§ Task description
From the material below, render the part that opens with the line containing "Confirm that each instance of the bare" and closes with the line containing "pixel 511 534" as a JSON list of strings, one string per line and both end lines included, leaving out any blank lines.
════════════════════
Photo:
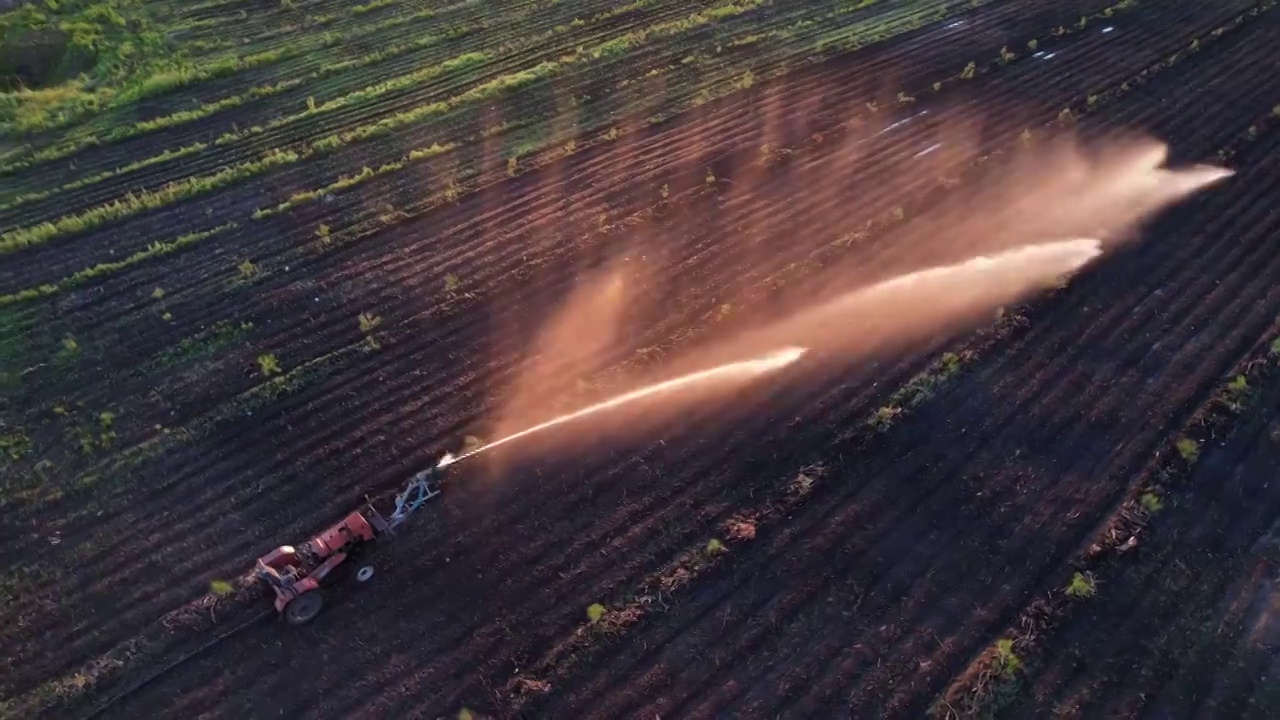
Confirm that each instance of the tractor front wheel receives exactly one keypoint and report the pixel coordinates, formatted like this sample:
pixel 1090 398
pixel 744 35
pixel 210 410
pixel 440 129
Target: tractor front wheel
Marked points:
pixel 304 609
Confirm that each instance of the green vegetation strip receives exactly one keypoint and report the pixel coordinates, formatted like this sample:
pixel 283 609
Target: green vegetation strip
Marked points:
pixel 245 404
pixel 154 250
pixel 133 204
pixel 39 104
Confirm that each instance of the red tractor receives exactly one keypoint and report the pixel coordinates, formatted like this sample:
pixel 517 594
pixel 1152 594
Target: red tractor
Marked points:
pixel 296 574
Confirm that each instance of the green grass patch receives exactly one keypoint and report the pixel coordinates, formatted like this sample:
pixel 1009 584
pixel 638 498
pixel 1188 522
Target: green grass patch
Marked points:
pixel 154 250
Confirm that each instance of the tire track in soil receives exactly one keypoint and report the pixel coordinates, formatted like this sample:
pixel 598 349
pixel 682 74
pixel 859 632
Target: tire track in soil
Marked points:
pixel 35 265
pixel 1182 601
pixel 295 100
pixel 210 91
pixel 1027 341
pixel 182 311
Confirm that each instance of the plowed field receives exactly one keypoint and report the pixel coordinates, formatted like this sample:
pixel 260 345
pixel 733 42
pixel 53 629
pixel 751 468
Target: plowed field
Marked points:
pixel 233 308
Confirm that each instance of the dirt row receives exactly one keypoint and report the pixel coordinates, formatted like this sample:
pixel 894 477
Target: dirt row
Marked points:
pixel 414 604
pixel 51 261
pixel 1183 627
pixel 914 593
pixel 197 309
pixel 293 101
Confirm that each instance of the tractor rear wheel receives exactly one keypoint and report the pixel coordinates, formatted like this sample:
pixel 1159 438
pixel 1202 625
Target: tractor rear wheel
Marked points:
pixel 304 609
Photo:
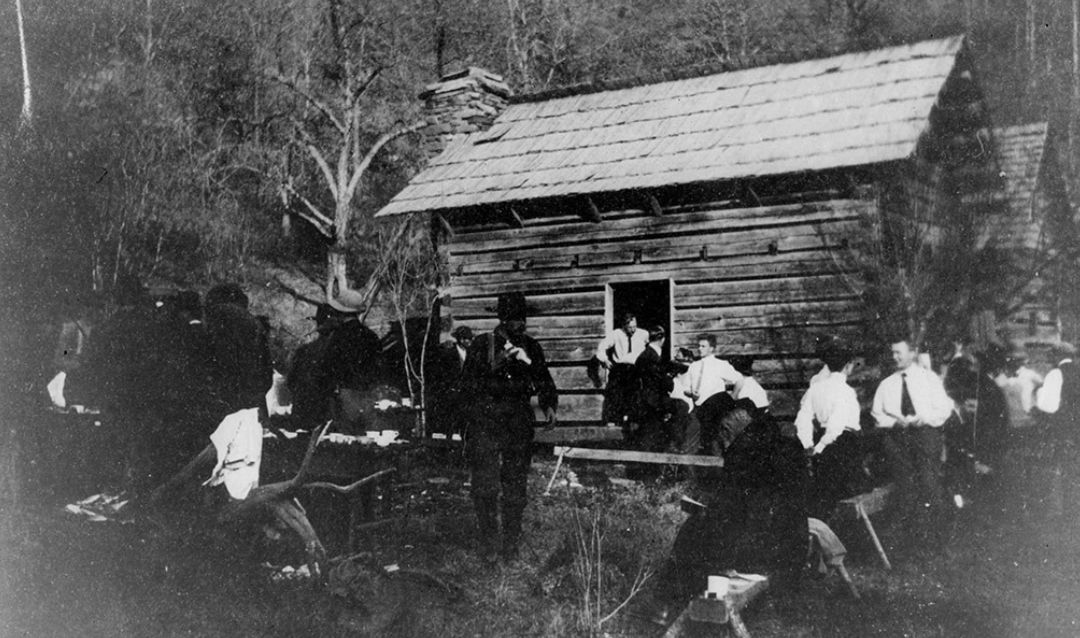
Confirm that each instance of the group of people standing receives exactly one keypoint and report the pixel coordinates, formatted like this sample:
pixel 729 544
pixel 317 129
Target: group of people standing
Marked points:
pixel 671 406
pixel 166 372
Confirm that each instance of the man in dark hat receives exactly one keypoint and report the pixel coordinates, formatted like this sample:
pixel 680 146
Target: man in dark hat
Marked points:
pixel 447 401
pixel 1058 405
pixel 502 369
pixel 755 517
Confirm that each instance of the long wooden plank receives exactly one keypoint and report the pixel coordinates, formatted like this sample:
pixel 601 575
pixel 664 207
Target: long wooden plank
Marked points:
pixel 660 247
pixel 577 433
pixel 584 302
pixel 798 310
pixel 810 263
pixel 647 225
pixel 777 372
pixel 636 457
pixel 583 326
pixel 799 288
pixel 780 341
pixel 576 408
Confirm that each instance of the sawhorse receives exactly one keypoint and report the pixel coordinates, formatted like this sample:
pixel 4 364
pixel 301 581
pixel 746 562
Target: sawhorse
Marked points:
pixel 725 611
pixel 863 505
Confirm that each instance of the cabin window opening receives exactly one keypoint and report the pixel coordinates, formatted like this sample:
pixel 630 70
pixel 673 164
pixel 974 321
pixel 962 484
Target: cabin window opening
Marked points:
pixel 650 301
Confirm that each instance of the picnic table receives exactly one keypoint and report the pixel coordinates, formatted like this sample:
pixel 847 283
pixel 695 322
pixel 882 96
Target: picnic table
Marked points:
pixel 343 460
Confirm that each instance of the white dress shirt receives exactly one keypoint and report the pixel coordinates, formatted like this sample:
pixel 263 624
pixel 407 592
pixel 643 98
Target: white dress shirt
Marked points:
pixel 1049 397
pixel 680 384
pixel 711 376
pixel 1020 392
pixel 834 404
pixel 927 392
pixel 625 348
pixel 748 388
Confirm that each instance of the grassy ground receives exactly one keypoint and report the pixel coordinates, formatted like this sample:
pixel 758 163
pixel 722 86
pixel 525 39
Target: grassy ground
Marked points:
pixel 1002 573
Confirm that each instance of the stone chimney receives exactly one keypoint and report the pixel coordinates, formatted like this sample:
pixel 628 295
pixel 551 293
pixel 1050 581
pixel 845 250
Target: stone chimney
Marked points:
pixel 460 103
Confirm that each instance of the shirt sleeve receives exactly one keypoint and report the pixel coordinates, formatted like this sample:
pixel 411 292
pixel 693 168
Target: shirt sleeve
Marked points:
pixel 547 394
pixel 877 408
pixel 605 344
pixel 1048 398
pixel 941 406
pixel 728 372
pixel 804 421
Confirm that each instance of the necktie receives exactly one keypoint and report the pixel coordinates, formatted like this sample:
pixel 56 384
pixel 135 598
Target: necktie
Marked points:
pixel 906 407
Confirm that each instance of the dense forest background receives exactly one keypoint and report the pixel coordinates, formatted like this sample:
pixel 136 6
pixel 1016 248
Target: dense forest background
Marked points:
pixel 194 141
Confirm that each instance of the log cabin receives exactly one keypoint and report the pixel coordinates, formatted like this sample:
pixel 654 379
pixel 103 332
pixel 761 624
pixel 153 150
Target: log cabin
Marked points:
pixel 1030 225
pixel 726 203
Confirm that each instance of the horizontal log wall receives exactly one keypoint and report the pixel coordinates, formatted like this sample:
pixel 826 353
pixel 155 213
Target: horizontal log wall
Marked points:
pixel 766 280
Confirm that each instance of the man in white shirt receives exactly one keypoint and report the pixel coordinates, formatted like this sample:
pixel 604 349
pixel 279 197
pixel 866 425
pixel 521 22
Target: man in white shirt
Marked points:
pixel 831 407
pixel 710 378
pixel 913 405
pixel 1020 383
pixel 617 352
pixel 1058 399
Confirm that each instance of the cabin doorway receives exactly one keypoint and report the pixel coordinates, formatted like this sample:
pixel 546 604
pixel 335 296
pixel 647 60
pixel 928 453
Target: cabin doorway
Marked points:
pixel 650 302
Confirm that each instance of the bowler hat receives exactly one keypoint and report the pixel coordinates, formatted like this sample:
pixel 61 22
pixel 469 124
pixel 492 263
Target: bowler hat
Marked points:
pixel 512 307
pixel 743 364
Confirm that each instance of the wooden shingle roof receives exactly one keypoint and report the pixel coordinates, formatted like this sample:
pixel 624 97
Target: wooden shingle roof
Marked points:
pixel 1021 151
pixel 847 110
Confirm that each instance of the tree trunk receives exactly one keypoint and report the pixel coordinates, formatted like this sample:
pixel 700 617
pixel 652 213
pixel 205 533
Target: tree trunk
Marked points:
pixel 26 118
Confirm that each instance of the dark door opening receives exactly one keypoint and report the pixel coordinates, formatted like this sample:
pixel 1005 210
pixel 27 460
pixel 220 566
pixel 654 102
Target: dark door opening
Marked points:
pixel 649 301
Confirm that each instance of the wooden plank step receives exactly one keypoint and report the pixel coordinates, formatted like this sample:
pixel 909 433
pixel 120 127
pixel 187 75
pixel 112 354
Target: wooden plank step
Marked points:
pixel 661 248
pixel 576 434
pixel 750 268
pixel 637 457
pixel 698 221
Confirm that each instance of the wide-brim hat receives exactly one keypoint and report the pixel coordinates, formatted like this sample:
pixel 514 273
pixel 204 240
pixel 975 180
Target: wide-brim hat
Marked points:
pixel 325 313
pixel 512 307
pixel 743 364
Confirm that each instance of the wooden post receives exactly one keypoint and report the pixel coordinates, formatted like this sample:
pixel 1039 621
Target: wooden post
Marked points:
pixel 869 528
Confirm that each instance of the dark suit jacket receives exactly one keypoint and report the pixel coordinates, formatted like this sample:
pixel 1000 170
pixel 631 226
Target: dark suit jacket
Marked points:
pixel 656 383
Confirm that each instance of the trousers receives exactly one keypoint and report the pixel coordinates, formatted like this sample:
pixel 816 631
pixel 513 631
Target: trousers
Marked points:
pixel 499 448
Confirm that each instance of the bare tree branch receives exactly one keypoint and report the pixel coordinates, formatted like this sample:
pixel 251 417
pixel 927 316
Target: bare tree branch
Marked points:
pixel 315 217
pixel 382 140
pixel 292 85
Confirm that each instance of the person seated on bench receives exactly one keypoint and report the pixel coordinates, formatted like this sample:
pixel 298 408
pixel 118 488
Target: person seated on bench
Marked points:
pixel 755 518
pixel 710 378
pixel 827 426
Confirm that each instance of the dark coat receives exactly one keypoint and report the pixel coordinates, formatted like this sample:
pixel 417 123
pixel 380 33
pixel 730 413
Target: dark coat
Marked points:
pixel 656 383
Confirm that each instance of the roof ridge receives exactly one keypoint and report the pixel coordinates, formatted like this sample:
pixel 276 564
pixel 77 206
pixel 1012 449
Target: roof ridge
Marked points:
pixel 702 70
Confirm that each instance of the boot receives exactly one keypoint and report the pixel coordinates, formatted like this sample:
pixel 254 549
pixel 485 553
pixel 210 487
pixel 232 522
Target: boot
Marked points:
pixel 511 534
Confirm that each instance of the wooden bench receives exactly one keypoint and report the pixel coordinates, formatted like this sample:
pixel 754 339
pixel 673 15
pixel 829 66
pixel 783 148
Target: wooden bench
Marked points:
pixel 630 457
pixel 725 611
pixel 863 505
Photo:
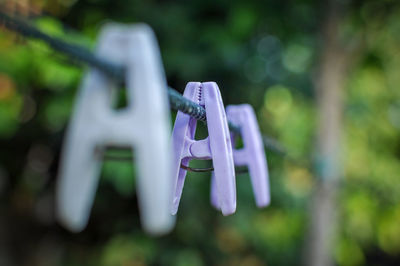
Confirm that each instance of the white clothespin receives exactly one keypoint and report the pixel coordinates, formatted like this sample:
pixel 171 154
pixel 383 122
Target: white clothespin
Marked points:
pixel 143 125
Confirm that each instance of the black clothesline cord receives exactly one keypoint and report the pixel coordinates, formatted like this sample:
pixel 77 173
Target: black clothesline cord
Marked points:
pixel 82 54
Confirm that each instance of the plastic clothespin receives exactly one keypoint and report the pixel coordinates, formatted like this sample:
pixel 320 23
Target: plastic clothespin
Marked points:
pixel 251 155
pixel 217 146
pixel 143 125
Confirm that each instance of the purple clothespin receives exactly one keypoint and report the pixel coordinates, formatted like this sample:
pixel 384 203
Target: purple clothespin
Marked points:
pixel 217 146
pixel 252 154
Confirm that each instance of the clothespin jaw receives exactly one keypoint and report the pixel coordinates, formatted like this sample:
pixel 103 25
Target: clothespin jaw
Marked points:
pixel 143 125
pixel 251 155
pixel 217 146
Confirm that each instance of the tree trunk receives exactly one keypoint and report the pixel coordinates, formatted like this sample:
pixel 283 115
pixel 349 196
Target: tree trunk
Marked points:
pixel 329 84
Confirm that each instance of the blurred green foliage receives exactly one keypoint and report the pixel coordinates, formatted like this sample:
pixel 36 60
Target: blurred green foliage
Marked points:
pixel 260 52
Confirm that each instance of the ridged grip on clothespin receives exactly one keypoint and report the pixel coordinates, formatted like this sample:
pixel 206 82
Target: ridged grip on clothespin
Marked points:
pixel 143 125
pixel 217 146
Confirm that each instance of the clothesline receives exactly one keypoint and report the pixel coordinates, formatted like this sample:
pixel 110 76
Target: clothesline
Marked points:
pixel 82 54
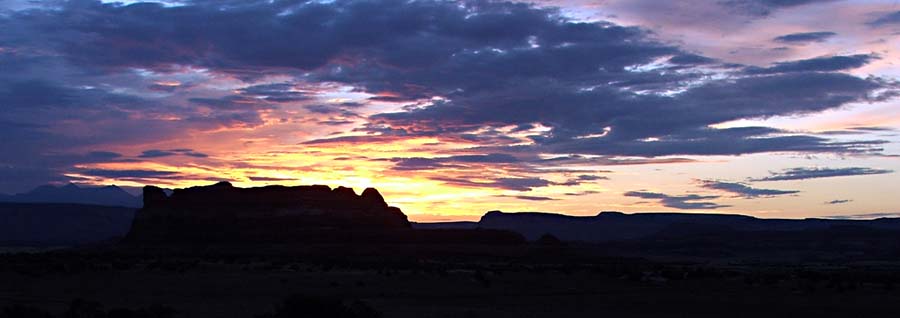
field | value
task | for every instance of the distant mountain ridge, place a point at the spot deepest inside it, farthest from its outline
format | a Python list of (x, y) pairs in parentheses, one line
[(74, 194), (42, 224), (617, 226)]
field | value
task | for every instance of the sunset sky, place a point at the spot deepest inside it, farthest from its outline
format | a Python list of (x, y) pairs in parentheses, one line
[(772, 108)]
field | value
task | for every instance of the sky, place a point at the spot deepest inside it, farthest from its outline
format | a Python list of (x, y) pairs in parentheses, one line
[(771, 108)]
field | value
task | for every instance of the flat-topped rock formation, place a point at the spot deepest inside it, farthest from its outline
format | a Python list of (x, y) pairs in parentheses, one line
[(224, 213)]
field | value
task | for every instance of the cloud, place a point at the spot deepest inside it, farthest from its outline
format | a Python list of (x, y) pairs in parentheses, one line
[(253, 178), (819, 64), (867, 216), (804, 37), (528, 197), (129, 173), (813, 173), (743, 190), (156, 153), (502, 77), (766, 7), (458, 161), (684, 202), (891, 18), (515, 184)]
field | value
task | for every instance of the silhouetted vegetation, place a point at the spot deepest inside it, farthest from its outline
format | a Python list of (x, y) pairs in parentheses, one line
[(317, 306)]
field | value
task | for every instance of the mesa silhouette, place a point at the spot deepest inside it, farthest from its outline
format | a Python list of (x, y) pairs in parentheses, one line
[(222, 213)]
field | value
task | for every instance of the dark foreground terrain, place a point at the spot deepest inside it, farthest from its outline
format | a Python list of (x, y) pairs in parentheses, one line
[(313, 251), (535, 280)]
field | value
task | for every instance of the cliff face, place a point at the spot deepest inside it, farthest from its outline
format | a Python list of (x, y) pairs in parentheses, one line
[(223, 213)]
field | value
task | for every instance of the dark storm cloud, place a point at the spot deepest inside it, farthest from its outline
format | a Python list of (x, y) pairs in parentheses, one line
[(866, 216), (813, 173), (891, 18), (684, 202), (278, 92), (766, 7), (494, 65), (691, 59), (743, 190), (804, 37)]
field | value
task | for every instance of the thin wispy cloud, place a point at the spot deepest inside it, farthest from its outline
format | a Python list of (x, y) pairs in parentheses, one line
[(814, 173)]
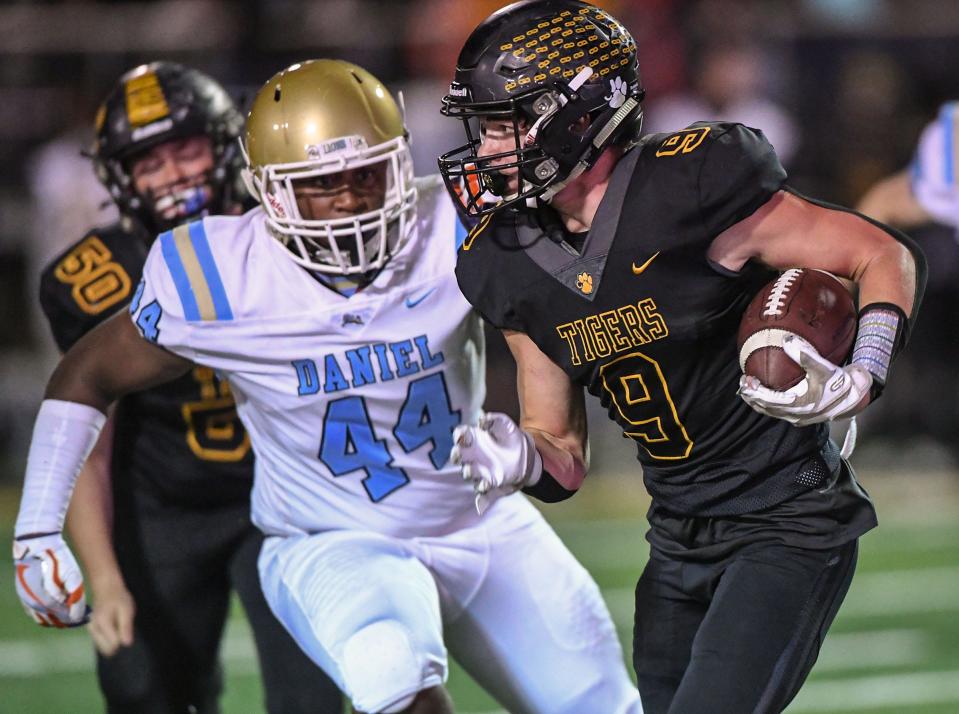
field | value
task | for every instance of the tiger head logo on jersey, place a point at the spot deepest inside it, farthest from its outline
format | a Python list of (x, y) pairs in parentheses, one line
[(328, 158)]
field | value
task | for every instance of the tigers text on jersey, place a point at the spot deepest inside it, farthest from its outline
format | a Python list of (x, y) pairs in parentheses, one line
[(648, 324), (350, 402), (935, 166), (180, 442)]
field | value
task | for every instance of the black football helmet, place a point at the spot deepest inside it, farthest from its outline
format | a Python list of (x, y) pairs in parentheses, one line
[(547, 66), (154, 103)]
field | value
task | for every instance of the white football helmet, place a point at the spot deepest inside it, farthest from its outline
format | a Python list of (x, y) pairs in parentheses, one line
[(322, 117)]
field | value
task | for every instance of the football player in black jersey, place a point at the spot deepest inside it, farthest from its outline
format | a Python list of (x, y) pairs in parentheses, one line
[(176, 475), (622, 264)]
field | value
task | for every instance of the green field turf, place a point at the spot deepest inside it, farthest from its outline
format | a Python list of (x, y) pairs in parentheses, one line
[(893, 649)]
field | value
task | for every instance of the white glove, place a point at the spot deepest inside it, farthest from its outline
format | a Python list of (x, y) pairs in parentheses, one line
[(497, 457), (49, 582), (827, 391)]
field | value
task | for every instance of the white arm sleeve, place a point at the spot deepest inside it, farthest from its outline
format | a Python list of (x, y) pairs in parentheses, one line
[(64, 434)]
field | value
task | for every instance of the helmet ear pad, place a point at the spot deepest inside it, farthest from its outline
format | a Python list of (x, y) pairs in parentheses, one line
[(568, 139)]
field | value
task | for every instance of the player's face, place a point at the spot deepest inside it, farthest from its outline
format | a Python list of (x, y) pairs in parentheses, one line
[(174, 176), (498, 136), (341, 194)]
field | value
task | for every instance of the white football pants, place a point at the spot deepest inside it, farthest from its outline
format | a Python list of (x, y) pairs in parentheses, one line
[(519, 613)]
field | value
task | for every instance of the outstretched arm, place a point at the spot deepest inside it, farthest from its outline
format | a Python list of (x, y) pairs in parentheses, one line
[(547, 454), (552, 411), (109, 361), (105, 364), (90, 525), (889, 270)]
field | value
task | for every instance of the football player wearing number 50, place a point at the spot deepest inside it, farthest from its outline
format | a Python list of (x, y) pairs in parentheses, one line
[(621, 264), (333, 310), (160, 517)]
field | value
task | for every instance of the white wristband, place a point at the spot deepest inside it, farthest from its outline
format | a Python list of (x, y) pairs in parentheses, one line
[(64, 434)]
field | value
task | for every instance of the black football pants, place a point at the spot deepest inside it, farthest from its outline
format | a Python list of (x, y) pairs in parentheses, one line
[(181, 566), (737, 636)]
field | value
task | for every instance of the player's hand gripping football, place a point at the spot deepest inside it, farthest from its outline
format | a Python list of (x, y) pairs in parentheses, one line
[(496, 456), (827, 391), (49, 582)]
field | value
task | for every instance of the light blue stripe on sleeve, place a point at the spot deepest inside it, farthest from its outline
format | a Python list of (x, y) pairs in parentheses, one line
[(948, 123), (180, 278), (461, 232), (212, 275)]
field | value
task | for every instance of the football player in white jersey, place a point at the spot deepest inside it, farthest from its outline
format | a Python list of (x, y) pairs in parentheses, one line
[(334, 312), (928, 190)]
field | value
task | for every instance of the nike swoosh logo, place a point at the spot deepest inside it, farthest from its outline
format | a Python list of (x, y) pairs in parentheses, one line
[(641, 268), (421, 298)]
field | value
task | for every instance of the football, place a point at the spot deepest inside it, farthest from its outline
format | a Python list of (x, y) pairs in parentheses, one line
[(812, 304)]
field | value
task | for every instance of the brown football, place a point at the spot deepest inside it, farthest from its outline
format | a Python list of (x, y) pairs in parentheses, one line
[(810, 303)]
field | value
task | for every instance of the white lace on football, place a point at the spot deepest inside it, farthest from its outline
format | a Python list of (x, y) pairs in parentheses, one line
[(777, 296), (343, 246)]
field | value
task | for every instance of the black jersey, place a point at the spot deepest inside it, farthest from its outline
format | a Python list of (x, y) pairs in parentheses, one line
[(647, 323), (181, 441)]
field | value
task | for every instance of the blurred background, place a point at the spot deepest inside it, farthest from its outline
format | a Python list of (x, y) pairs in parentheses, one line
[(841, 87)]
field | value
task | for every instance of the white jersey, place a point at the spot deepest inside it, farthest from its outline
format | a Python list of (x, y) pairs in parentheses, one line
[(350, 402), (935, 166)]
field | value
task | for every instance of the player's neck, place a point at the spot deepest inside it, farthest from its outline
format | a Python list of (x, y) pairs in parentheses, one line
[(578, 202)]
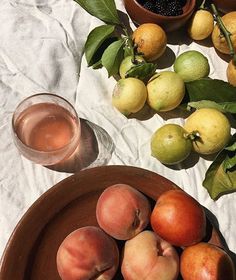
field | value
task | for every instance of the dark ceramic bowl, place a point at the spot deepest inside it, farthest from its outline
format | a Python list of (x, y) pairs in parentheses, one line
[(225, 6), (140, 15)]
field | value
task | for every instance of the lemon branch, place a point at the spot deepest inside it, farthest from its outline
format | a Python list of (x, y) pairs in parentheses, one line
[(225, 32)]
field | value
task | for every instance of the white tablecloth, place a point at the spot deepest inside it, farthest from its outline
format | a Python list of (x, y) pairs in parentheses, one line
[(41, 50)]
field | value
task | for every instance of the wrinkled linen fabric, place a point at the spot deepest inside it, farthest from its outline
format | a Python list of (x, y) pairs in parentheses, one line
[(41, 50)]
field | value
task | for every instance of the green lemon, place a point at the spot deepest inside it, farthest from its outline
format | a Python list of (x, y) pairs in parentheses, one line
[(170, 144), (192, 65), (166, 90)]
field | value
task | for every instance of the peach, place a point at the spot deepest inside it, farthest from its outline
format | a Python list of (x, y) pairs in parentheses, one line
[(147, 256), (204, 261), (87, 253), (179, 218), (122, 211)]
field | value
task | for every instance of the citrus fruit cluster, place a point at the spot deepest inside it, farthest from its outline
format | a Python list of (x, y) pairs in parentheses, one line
════════════════════
§ Correct result
[
  "Confirm that each instance of the bare tree branch receives exactly one keypoint and report the pixel coordinates, formatted like this sample:",
  "pixel 251 417",
  "pixel 927 316",
  "Target: bare tree branch",
  "Marked points:",
  "pixel 315 217",
  "pixel 382 140",
  "pixel 292 85",
  "Confirm that each instance of the person seated on bench receives exactly one keypoint and report the pixel coordinates, formatted like this sample:",
  "pixel 298 408",
  "pixel 118 488",
  "Target: person seated on bench",
  "Marked points:",
  "pixel 755 518",
  "pixel 710 378",
  "pixel 827 426",
  "Confirm that each instance of the dark coat receives exactly one keypoint and report the pixel coordinates, formatted like this sample:",
  "pixel 417 123",
  "pixel 380 33",
  "pixel 730 413",
  "Target: dark coat",
  "Marked points:",
  "pixel 656 383",
  "Confirm that each instance of the roof ridge receives exactly one keypoint and report the pixel coordinates, formatted like this sample:",
  "pixel 276 564",
  "pixel 77 206",
  "pixel 1012 449",
  "Target: roof ridge",
  "Marked points:",
  "pixel 702 70",
  "Confirm that each instance of the boot receives exactly one keypoint and report the pixel coordinates, formatted like this sample:",
  "pixel 254 549",
  "pixel 485 553",
  "pixel 210 487",
  "pixel 232 522",
  "Target: boot",
  "Marked points:",
  "pixel 511 534"
]